*** Opening of SOURCE INFORMATION ***

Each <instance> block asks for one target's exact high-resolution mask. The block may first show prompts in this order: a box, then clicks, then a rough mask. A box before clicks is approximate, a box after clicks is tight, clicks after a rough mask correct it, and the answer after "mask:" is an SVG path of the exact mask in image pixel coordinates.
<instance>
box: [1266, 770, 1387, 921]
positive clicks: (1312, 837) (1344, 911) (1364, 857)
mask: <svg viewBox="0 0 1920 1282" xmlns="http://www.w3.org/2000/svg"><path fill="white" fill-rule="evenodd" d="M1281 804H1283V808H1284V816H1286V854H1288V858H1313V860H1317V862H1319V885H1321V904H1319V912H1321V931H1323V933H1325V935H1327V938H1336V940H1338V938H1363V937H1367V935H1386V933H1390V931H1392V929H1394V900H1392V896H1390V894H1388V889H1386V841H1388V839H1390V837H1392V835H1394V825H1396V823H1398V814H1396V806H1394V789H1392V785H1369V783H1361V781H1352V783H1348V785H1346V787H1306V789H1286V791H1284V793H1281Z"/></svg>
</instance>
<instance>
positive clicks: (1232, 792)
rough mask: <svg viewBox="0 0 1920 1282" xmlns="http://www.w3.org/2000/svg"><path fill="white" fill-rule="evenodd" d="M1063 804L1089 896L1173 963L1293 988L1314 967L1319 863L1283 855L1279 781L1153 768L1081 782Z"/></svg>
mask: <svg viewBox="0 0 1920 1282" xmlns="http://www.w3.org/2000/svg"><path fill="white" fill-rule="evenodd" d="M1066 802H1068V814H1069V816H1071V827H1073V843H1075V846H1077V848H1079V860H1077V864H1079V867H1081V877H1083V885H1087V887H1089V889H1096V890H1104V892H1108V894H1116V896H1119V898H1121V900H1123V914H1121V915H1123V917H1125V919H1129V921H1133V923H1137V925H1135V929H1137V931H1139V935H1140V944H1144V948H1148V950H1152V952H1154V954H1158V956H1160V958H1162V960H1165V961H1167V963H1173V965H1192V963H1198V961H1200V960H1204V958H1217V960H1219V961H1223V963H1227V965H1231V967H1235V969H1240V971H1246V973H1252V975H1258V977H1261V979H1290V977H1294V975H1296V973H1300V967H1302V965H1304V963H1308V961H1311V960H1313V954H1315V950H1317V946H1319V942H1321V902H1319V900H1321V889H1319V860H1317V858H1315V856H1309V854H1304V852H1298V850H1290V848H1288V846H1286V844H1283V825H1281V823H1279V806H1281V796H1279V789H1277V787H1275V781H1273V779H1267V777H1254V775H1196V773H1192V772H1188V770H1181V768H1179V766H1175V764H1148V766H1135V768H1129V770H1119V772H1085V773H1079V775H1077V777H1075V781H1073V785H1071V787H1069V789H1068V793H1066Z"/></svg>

*** Close of SOURCE INFORMATION ***

Only one stretch is wanted, so please give again exactly the lines from the start of the data through the line containing "box: [1266, 770, 1387, 921]", both ends included.

• ANSWER BOX:
Each <instance> block asks for one target's exact high-resolution mask. The block may first show prompts in this order: a box, then clicks, then a rough mask. A box before clicks is approximate, a box after clicks is tight, clicks after a rough mask correct it, and the answer after "mask:" is an SVG path of the exact mask in image pixel coordinates.
<instance>
box: [1266, 770, 1387, 921]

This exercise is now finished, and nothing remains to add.